> _Exercise prompt_: With no omissions, write out every record given below.

> _Material for the task_:
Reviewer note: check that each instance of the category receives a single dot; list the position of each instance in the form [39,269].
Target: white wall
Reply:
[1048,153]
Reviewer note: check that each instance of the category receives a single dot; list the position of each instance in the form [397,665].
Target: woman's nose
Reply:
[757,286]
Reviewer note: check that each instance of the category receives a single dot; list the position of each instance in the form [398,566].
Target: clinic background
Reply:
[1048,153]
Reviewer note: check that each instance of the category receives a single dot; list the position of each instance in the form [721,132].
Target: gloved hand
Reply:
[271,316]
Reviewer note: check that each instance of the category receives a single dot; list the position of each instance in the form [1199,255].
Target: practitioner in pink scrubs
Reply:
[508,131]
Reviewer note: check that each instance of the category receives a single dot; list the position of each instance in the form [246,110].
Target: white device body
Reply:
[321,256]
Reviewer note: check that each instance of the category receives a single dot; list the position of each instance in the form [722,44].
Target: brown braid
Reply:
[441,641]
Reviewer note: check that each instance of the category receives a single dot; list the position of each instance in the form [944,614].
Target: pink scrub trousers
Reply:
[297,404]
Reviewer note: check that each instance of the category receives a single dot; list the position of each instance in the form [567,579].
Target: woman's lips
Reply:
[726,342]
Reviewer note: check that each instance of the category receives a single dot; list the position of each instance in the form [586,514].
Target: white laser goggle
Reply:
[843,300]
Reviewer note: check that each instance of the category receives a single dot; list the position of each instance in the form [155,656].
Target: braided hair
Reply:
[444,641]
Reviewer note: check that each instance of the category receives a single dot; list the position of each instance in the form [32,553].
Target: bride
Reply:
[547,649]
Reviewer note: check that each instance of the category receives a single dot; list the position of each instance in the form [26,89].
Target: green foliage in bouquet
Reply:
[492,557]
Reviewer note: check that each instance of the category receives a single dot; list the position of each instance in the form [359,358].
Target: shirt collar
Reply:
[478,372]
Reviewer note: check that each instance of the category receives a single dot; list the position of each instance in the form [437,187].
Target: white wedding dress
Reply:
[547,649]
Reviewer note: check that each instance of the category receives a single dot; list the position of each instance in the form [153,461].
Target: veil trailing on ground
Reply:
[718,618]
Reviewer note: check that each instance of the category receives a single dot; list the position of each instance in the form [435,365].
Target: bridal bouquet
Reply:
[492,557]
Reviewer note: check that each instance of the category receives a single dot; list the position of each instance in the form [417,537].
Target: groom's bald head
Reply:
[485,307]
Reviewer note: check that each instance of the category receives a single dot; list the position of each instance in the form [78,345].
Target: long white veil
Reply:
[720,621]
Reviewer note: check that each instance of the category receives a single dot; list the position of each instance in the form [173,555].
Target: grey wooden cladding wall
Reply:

> _Finished exercise_:
Reviewer note: check that each instance of the category receives a single dot; list the position of each instance in the form [39,269].
Target: white wall
Reply:
[1048,153]
Reviewer note: check that each instance of the category receives a single dot; list the position of each instance in the form [397,665].
Target: woman's nose
Reply:
[757,286]
Reviewer note: check that each instance of the category receives a single dot; list the position of each instance in the form [398,566].
Target: clinic background
Reply:
[1048,153]
Reviewer note: check that each instance of the category receives a single dot; list the position of each instance in the form [721,132].
Target: gloved hand
Reply:
[271,316]
Reviewer note: check that each instance of the category receives a single dot; list the position of each instance in the form [1199,255].
Target: practitioner in pink scrubs
Reply:
[508,131]
Reviewer note: check that each instance of the category receives a single dot; list the position of each instance in the form [246,110].
Target: white device body
Reply:
[321,256]
Reviewer note: check that each instance of the category receives a single dot; list the position of each instance in the form [722,44].
Target: brown braid
Reply:
[441,641]
Reviewer note: check that each instance of the category receives a single dot; list the position of each instance in the form [944,614].
Target: pink scrub trousers
Reply:
[297,404]
Reviewer note: check that each instance of the category receives a single dot; list the position of each instance in the form [567,579].
Target: woman's lips
Reply:
[726,342]
Reviewer note: check that each instance of the category receives a single dot; list the position of each instance in the form [586,514].
Target: white laser goggle
Reply:
[843,300]
Reviewer note: check that each instance of the category receives a single dot; list the position of each instance in the form [155,656].
Target: braided hair
Reply:
[444,641]
Reviewer note: check that each instance of the category receives a single dot; list the position of each instance in the form [32,553].
Target: bride
Reply:
[547,649]
Reviewer note: check that each instance of the category receives a single dot; list the position of each instance in the form [26,89].
Target: green foliage in bouquet
Reply:
[492,557]
Reviewer note: check that each instance of the category receives a single dot; list the position of each instance in the form [359,358].
Target: shirt collar
Reply:
[478,372]
Reviewer note: check that each instance of the category receives a single dot; list the position of each instance in the form [437,187].
Target: white wedding dress
Reply:
[547,649]
Reviewer note: check that each instance of the category receives a single dot; list the position of each instance in the form [153,461].
Target: veil trailing on ground
Reply:
[718,618]
Reviewer note: check that each instance of the category receives a single dot; list the position of each instance in the form [435,365].
Target: bridal bouquet
Reply:
[492,557]
Reviewer note: check that each instance of the category receives a single dot; list the position of each instance in the form [417,537].
Target: groom's bald head
Reply:
[485,307]
Reviewer note: check that each instance of the category receives a single dot; list the position of each instance in the form [78,345].
Target: long white veil
Reply:
[720,621]
Reviewer note: check that each instance of the category receives a single dot; list the position of each instance in the form [173,555].
Target: grey wooden cladding wall
Reply:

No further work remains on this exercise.